START Excerpt

Zoning: Fury in South, Middle Belt over PDP’s 'betrayal'
PDP flags


The People’s Democratic Party (PDP), Nigeria’s main opposition party, on Wednesday officially ditched its zoning arrangement on the weight of pressure from its northern stakeholders, and opted to throw open the race for its presidential ticket ahead of 2023 general elections, a decision that has triggered consternation in the South and the Middle belt regions.

“The party’s national leadership just took us for a ride. They have betrayed the South, especially the Southeast after all these years of loyalty, and its so unfair,” lamented Tony Eze, a member of the party in Enugu.

“In 2019, the South left the contest for the north, no southerner came out to contest because it was the turn of the north, but now that it’s the turn of the south given that the north would have done eight years in power in 2023, the northerners have refused to reciprocate.”

Debo Ologunagba, the party’s spokesperson had announced the decision to abandon zoning on Wednesday night after the national executive committee (NEC) meeting at its headquarters in Abuja, ultimately affirming the recommendation of the Governor Samuel Ortom-led zoning committee, and dashing the hope of the South, and in particular, the southeast where the clamour presidency has remained loud.

“After a very extensive deliberation, NEC aligned with the recommendation of the PDP national zoning committee that the presidential election should now be left open,” Ologunagba had said. “The party should also work towards consensus where possible.”

END Excerpt
START Data section

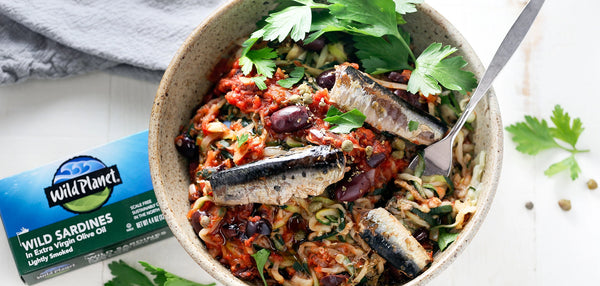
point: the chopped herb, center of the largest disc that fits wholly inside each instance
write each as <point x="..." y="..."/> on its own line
<point x="261" y="257"/>
<point x="406" y="6"/>
<point x="242" y="139"/>
<point x="413" y="125"/>
<point x="534" y="136"/>
<point x="260" y="82"/>
<point x="226" y="154"/>
<point x="261" y="59"/>
<point x="445" y="209"/>
<point x="432" y="69"/>
<point x="420" y="168"/>
<point x="450" y="185"/>
<point x="445" y="238"/>
<point x="295" y="76"/>
<point x="344" y="122"/>
<point x="301" y="267"/>
<point x="378" y="191"/>
<point x="127" y="275"/>
<point x="425" y="216"/>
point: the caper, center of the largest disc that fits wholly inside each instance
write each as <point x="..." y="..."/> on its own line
<point x="369" y="150"/>
<point x="529" y="205"/>
<point x="398" y="144"/>
<point x="564" y="204"/>
<point x="347" y="146"/>
<point x="592" y="185"/>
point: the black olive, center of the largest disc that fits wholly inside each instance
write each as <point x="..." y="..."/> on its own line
<point x="186" y="146"/>
<point x="262" y="226"/>
<point x="326" y="79"/>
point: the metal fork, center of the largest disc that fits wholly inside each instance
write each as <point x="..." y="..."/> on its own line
<point x="438" y="156"/>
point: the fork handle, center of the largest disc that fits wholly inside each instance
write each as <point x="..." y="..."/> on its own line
<point x="507" y="48"/>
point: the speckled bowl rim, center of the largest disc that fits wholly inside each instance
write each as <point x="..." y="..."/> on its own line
<point x="442" y="260"/>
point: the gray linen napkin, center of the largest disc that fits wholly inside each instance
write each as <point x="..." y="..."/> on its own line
<point x="58" y="38"/>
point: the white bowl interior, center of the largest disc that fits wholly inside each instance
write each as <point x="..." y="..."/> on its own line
<point x="185" y="82"/>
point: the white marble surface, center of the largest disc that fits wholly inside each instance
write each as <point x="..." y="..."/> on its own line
<point x="41" y="121"/>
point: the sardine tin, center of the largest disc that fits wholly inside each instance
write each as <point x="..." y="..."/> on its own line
<point x="81" y="210"/>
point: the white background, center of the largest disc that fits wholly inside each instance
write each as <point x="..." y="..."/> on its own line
<point x="42" y="121"/>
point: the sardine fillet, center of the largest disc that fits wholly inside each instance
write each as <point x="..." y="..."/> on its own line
<point x="390" y="239"/>
<point x="274" y="181"/>
<point x="384" y="110"/>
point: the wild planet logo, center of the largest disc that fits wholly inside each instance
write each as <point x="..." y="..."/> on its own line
<point x="82" y="184"/>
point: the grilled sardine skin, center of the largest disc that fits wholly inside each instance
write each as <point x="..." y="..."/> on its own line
<point x="390" y="239"/>
<point x="300" y="173"/>
<point x="384" y="110"/>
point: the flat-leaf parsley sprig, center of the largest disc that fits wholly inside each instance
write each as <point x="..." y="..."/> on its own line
<point x="533" y="136"/>
<point x="381" y="45"/>
<point x="127" y="275"/>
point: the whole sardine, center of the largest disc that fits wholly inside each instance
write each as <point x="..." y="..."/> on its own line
<point x="384" y="110"/>
<point x="299" y="173"/>
<point x="392" y="241"/>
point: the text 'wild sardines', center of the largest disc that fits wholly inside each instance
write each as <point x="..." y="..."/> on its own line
<point x="390" y="239"/>
<point x="299" y="173"/>
<point x="384" y="110"/>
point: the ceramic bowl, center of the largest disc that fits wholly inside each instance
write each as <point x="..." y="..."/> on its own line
<point x="185" y="82"/>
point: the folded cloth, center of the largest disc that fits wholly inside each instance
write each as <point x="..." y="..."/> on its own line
<point x="58" y="38"/>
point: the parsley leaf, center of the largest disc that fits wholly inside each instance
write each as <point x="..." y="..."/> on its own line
<point x="261" y="59"/>
<point x="125" y="275"/>
<point x="533" y="136"/>
<point x="406" y="6"/>
<point x="445" y="238"/>
<point x="292" y="20"/>
<point x="260" y="82"/>
<point x="242" y="139"/>
<point x="344" y="122"/>
<point x="261" y="257"/>
<point x="432" y="68"/>
<point x="413" y="125"/>
<point x="379" y="55"/>
<point x="564" y="130"/>
<point x="295" y="76"/>
<point x="372" y="17"/>
<point x="164" y="278"/>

END Data section

• Set task
From the article on the PDP's zoning decision, extract the passage starting at "Zoning: Fury in" and ending at "Middle belt regions.", reproducing it word for word.

• Output of the task
Zoning: Fury in South, Middle Belt over PDP’s 'betrayal'
PDP flags


The People’s Democratic Party (PDP), Nigeria’s main opposition party, on Wednesday officially ditched its zoning arrangement on the weight of pressure from its northern stakeholders, and opted to throw open the race for its presidential ticket ahead of 2023 general elections, a decision that has triggered consternation in the South and the Middle belt regions.